▶ Requirement 1: Return every line of the listing below that contains the string "skateboard". Case counts.
## start Reading passage
Single by Marie Fredriksson

from the album Äntligen – Marie Fredrikssons bästa 1984–2000
- B-side: "Solen gick ner över stan"
- Released: 20 March 2000
- Recorded: January–February 2000
- Studio: Studio Vinden, Djursholm
- Genre: Pop rock
- Length: 4:02
- Label: EMI Svenska AB
- Songwriters: Marie Fredriksson; Mikael Bolyos;
- Producers: Fredriksson; Bolyos;

Marie Fredriksson singles chronology
| "Ber bara en gång" (1997) | "Äntligen" (2000) | "Det som var nu" (2000) |

= Äntligen (song) =

2000 song by Marie Fredriksson

"Äntligen" ("Finally") is a pop rock song by Swedish singer-songwriter Marie Fredriksson, released on 20 March 2000 by EMI as the lead single from her first greatest hits compilation album, Äntligen – Marie Fredrikssons bästa 1984–2000. The track was written and produced by Fredriksson alongside her husband Mikael Bolyos, and recorded at the couple's home studio in Djursholm. The song was a minor hit in her home country upon release, peaking at number 34 and spending eight weeks on the Swedish Singles Chart. A remixed version of the song, titled "Solen gick ner över stan" ("The Sun Went Down over the City"), appeared as the b-side; an edited version of this remix also appeared as a bonus track on the parent compilation.
## end Reading passage
## start Rows
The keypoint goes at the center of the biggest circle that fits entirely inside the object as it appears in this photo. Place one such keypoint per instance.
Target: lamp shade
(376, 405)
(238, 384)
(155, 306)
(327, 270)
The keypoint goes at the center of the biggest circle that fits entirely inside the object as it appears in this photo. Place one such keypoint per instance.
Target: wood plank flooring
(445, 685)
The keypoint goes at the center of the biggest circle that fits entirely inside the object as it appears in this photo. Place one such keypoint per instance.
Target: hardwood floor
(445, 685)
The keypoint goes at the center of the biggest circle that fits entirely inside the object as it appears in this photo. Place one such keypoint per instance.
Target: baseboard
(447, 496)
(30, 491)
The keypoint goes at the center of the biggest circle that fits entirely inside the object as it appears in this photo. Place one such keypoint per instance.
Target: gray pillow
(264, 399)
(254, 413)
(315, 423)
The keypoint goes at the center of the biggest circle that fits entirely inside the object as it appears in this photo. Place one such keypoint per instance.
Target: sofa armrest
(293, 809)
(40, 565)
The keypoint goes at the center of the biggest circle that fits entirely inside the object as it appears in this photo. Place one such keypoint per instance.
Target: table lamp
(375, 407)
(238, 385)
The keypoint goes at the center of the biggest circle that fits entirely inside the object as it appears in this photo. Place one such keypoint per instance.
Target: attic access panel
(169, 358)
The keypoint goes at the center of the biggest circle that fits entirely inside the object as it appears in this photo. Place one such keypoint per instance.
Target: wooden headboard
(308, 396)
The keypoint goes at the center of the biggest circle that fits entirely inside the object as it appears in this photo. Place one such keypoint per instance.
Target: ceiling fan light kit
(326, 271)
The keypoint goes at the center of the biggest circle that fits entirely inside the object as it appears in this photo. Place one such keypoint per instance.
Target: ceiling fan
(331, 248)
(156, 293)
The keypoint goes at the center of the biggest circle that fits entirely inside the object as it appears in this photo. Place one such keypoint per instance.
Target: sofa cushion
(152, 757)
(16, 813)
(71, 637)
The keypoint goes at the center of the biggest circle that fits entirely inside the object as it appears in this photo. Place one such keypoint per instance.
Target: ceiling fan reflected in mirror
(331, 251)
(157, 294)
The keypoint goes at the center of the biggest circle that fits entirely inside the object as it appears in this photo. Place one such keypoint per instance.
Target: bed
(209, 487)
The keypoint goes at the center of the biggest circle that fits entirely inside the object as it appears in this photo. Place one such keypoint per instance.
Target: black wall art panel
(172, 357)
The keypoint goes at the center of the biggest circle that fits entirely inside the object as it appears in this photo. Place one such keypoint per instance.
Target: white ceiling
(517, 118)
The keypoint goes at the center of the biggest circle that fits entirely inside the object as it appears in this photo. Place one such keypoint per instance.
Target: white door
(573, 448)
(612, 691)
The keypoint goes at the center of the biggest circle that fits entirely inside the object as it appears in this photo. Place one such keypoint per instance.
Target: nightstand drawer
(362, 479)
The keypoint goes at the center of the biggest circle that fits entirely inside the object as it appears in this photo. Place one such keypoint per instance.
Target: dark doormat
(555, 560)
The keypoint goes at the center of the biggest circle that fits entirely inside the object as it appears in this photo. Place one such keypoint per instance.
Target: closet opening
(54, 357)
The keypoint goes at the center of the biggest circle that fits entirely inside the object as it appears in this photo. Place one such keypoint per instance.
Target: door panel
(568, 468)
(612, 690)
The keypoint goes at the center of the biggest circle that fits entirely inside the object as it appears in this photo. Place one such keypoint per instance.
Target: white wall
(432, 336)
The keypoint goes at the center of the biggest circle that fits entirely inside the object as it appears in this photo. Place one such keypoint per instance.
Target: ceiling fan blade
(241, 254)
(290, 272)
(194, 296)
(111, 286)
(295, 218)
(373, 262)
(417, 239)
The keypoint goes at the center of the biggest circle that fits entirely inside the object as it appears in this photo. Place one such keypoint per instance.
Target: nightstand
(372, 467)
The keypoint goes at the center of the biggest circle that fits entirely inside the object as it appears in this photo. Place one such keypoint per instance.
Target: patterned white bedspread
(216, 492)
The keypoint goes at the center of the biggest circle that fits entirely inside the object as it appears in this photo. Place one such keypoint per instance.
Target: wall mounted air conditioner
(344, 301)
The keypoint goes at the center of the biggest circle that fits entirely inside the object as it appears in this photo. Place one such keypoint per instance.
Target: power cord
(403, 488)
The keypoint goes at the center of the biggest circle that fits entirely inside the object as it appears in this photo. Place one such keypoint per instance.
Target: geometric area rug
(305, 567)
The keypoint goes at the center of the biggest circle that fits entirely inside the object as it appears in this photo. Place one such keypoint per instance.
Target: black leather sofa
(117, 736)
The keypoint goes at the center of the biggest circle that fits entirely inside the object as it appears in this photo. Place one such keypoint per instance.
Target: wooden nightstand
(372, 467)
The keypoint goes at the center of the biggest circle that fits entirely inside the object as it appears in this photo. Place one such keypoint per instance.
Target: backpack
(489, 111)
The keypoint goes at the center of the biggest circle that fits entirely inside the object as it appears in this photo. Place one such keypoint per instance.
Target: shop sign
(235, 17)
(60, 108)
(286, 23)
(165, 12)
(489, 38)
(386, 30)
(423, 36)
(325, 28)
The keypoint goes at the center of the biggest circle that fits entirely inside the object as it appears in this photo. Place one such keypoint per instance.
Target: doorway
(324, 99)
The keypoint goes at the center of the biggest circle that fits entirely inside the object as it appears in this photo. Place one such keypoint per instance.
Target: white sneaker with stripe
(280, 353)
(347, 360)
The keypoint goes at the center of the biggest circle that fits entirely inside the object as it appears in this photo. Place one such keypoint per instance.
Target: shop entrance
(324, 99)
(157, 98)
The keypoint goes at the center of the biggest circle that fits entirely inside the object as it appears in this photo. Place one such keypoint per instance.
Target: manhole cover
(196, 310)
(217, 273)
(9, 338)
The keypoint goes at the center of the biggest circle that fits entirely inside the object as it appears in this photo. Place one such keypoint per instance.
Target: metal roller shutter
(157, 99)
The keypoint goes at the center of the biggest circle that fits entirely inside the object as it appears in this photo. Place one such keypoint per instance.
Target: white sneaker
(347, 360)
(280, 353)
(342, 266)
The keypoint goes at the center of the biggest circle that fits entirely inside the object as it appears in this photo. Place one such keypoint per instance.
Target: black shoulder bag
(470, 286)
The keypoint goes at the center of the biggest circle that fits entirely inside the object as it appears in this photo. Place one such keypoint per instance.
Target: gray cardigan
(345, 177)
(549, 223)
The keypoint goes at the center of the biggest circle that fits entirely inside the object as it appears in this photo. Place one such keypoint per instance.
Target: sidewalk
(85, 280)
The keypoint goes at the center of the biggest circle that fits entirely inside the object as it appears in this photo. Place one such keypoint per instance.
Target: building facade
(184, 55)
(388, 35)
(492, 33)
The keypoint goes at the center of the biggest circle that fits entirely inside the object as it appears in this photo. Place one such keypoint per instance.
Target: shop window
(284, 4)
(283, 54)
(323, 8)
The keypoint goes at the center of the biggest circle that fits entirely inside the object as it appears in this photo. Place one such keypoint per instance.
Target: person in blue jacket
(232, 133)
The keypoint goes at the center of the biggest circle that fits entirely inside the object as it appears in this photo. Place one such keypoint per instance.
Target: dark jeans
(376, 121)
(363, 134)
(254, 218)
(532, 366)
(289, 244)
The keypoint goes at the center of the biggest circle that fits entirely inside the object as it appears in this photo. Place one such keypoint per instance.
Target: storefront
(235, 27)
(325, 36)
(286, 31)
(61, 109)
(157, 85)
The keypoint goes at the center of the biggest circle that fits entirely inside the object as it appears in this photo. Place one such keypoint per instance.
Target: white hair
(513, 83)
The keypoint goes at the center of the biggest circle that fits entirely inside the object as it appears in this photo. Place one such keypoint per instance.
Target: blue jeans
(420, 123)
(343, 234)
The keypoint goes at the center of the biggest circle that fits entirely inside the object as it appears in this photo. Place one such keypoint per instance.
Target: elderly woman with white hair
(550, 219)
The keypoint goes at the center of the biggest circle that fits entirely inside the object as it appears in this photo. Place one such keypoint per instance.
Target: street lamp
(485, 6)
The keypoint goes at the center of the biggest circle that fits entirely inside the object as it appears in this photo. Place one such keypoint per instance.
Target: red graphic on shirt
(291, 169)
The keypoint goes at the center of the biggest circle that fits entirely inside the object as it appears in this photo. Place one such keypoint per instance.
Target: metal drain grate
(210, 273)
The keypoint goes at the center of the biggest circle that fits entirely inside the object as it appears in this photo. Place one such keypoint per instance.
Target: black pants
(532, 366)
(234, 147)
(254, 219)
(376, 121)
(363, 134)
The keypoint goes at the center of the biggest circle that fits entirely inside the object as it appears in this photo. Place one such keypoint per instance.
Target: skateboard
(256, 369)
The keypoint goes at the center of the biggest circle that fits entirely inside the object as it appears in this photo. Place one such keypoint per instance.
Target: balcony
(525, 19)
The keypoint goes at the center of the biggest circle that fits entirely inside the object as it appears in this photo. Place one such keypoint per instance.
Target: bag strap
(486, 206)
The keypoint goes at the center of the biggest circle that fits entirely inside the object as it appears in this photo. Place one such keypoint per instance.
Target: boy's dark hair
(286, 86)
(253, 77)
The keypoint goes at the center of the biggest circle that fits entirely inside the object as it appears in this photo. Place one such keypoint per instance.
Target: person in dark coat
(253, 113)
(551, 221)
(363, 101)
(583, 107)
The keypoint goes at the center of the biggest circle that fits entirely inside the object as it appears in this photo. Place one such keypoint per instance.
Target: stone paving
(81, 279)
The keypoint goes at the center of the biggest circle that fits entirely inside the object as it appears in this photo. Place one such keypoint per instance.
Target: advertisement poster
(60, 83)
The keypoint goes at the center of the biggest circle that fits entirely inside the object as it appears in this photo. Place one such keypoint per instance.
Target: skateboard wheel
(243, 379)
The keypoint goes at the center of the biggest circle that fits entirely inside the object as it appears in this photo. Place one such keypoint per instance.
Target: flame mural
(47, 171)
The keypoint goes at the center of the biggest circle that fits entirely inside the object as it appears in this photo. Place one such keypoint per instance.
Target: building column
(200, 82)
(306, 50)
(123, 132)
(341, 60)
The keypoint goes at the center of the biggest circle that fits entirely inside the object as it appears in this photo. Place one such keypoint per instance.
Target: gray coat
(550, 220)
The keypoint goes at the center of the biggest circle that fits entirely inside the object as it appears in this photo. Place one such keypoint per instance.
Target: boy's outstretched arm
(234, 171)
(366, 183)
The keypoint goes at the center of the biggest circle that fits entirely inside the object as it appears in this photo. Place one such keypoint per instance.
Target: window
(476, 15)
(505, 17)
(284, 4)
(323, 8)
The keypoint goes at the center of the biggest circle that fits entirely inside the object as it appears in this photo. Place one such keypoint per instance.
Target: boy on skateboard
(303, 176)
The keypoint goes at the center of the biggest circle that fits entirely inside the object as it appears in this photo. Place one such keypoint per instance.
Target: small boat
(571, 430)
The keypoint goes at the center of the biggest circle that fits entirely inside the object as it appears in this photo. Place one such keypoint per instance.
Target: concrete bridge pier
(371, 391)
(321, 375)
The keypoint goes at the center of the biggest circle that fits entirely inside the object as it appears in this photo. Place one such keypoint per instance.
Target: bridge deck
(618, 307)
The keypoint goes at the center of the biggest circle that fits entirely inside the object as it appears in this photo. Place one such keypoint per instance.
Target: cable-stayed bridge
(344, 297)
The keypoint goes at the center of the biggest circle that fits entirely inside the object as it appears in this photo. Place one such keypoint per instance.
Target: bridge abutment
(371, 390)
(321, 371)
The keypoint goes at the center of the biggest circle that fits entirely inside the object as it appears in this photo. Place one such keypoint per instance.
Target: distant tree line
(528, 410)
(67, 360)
## end Rows
▶ Requirement 2: According to the song article above, what peak position did "Äntligen" reach on the Swedish Singles Chart?

▶ Task response 1:
Target: skateboard
Target: skateboard wheel
Target: boy on skateboard

▶ Task response 2: Number 34.